**TO BE DONE**
Rewrite the paragraph in the thread gage text that begins "Second, which happens on used rings" as a short bulleted list that keeps its main facts.

Typical questions encountered when using Thread Gages to inspect parts in the machine shop.

Q.  We have a thread ring gage that allows the part to go in on one side but not the other side. How can this happen?

A. Two possible reasons and they depend on how much use the rings gage has had.

First is the most logical reason for both old and new rings is damage from dropping the ring or shipping damage. If the ring is dropped just right, on a corner, it can be sprung. This might be correctable if it is not permanently distorted by resetting the ring to your setting plug.

Second, which happens on used rings, is that the parts are screwed into one side predominantly, thus you will see a higher amount of wear on one side versus the other. In these cases, even using a setting plug will not correct this. The set plug will always come in contact with the least worn pitch diameter when set.  There is always the remote chance that the ring was not held uniformly in the chuck when the tap was run through it or there was heat treat distortion but normally this is checked before shipment.

Q. I have just purchased a new thread ring but no setting plug and tried to use my old setting plug to check it out and it does not fit why?


A. We have this question quite often and it relates to the setting plug tolerances along with the tolerance stack up on the ring as well as the setting force used when the ring is set at the factory. Of course shipping damage is always a possibility but you need to understand that when the new ring is set up at the factory they use their production setting plug which may ( will) usually have a different PD than your current  setting plug which is allowable with a typical tolerance. When the setting plug is made it has its own tolerance so you can find two setting plugs at either end of their allowable values so that a ring set with one will not allow entry by the other set plug.  A word of advice is to either send in your own set plug to have a new ring set to or make sure you purchase a new set plug and specify the new ring is adjusted to your new plug at the factory.

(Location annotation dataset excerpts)
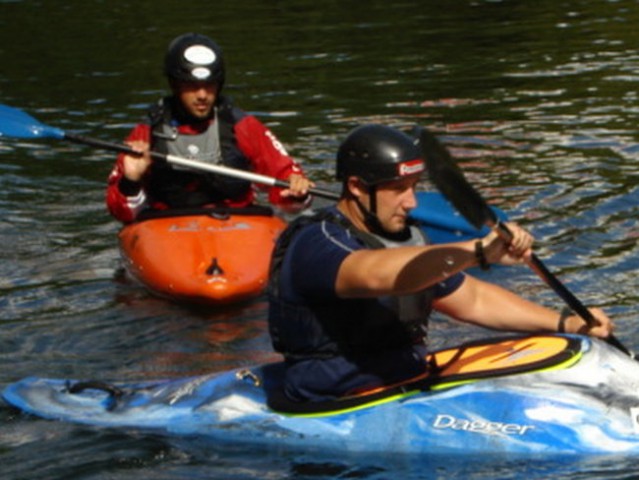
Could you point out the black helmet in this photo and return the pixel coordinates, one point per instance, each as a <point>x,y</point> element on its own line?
<point>378,154</point>
<point>194,58</point>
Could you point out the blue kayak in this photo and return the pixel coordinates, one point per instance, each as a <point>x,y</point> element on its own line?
<point>442,223</point>
<point>545,393</point>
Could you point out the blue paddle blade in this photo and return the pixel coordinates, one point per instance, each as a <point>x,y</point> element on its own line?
<point>16,123</point>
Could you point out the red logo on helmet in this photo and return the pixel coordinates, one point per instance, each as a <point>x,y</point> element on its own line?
<point>411,167</point>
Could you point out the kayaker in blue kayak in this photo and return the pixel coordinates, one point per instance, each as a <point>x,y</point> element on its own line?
<point>197,122</point>
<point>352,286</point>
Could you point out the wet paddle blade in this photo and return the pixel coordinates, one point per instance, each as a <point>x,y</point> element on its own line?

**ANSWER FOR THE TASK**
- On used rings, parts are often screwed in mostly from one side, so that side wears more than the other.
- A setting plug will not correct this, because when the ring is set, the plug always contacts the least worn pitch diameter.
- Less likely causes are that the ring was not held uniformly in the chuck when the tap was run through it or that heat treat distortion occurred. These are normally checked before shipment.